*EXTRACTED TEXT*.
----------

Provision for Credit Losses. The Bank
establishes provisions for credit losses, which are charged to
operations in order to maintain the allowance for credit losses at
a level it considers necessary to absorb probable credit losses
attributable to uncollectible loans that are reasonably estimable
at the balance sheet date. In determining the level of the
allowance for credit losses, the Bank considers, among other
things, past and current loss experience, evaluations of real
estate collateral, economic conditions, the amount and type of
lending, adverse situations that may affect a borrower's ability to
repay a loan and the levels of delinquent, classified and
criticized loans. The amount of the allowance is based on estimates
and the ultimate losses may vary from such estimates as more
information becomes available or conditions change. The Bank
assesses the allowance for credit losses and records provisions for
credit losses on a quarterly basis.
The Bank recorded a recovery for credit losses of $142,000 for the three months ended March 31, 2024 as compared to a recovery for
credit losses of $107,000 for the
three months ended December 31, 2023.
The increased recovery reflected slower loan growth, no charge-offs
during the period and continued strong credit quality. The Bank had
no charge-offs for the three months ended March 31, 2024 and $220,000 of non-performing loans and $220,000 of classified loans at March 31, 2024 compared to no charge-offs for the
three months ended December 31, 2023
and $145,000 of non-performing loans
and $145,000 of classified loans at
December 31, 2023. The Bank's
allowance for credit losses as a percentage of total loans was
0.72% at March 31, 2024 compared to
0.74% at December 31, 2023.

----------

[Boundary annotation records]
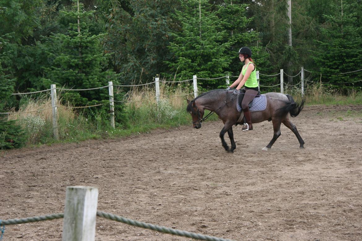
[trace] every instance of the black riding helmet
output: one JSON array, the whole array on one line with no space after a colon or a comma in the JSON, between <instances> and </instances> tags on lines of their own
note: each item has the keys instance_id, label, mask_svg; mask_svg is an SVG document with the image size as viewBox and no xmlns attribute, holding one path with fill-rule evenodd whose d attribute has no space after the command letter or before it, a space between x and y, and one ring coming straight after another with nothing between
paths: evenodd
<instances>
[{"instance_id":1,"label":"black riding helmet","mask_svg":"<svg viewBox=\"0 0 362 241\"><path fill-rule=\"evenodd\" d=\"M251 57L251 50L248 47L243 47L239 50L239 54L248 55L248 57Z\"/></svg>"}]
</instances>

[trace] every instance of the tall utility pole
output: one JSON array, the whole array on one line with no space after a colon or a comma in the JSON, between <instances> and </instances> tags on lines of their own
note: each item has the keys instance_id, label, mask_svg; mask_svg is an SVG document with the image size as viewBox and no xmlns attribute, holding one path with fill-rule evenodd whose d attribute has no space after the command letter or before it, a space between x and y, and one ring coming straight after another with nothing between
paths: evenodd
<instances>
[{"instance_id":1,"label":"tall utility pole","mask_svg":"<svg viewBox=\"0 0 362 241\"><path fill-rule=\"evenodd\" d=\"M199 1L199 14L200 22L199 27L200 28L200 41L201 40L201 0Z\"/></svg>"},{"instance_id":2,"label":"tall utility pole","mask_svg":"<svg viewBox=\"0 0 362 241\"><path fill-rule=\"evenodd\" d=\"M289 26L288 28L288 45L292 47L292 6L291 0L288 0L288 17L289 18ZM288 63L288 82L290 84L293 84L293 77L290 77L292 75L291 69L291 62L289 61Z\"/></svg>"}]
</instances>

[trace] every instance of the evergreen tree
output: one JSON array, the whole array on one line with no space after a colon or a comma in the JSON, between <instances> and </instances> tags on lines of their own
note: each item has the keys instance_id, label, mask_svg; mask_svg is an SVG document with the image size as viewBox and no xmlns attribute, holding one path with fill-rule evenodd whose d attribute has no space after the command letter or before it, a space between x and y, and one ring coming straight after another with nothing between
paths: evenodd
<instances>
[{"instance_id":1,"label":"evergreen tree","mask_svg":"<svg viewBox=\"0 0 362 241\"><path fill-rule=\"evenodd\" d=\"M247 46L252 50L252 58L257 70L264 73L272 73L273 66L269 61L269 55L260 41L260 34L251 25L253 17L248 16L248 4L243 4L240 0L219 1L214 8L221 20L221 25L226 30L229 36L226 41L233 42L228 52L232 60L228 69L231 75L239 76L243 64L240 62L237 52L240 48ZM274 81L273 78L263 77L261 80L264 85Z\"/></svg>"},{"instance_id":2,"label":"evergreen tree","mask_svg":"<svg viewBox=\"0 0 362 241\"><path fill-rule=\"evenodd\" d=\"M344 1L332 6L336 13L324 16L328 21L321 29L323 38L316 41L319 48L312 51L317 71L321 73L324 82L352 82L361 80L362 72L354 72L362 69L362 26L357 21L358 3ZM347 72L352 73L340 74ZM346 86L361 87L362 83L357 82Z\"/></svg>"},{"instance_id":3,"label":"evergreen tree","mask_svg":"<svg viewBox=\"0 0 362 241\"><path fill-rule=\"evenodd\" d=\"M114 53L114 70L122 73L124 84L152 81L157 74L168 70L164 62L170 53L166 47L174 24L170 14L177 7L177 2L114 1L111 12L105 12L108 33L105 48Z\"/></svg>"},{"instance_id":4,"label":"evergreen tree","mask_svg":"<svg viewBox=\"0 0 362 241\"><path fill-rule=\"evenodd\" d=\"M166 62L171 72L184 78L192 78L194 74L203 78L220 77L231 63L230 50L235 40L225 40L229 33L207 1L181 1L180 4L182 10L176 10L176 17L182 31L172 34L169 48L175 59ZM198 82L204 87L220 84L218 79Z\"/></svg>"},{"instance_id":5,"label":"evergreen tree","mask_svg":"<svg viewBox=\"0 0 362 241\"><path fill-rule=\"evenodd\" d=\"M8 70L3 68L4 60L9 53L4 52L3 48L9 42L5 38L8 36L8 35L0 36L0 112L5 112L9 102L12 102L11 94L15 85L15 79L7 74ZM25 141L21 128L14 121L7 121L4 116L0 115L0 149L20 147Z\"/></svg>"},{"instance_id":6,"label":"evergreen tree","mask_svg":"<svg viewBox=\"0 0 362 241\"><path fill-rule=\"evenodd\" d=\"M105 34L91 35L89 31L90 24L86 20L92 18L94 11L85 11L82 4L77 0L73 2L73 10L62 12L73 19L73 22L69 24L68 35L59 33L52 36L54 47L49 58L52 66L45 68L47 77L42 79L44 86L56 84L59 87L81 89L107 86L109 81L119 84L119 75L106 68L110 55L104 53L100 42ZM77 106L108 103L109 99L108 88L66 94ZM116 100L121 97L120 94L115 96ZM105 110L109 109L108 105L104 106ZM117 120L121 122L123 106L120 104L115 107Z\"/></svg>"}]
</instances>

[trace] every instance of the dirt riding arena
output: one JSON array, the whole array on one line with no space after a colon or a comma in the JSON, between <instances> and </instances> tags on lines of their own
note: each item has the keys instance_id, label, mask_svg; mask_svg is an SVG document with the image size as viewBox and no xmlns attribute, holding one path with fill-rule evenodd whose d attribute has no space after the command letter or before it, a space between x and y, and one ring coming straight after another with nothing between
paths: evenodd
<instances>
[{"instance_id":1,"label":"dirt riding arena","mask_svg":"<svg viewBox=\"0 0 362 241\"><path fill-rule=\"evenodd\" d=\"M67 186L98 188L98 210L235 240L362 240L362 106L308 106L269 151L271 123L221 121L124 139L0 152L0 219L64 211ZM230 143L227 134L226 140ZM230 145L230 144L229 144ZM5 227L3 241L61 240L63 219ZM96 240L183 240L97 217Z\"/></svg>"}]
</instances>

----------

*PROBLEMS*.
• 1. Decide whether each statement agrees with the passage on credit losses. Answer yes or no, and quote the deciding words from the passage. (a) The Bank records provisions for credit losses on a quarterly basis. (b) The Bank had $220,000 of non-performing loans at December 31, 2023. (c) The allowance for credit losses was 0.72% of total loans at March 31, 2024.
• 2. Please carry on the passage on credit losses from where it stops.

*ANSWERS TO EACH TASK*.
• 1.
(a) Yes: "records provisions for credit losses on a quarterly basis"
(b) No: "$145,000 of non-performing loans"
(c) Yes: "allowance for credit losses as a percentage of total loans was 0.72% at March 31, 2024"

• 2.
Noninterest Income. Noninterest income
increased $151,000 or 41.4%, to
$516,000 for the three months ended
March 31, 2024 from $365,000 for the three months ended December 31, 2023, primarily as a result of an
increase in other noninterest income of $141,000, or 115.6%, for the three months ended
March 31, 2024 compared to the three
months ended December 31, 2023.
Noninterest Expense. Noninterest expense
increased $95,000, or 1.3%, to
$7.6 million for the three months
ended March 31, 2024 from
$7.5 million for the three months
ended December 31, 2023, primarily as
a result of an $317,000, or 50.0%,
increase in data processing expense, of which $242,000 consisted of system deconversion fees
related to the Merger. The increase was offset by a $244,000, or 6.3%, decrease in salaries and
employee benefits primarily due to a $210,000 decrease in ESOP expense resulting from
a full-year allocation of unallocated shares in 2023 following the
Merger. In addition, there was a $207,000, 36.7%, decrease in professional fees,
due to the fees associated with the Merger in 2023. Additional
one-time data processing expenses of $200,000 are expected to be incurred during the
three months ended June 30, 2024.
Income Tax Expense. The provision for income
taxes was $292,000 for the three
months ended March 31, 2024, compared
to $408,000 for the three months
ended December 31, 2023. The Bank's
effective tax rate was 21.5% for the three months ended
March 31, 2024 compared to 20.2% for
the three months ended December 31,
2023.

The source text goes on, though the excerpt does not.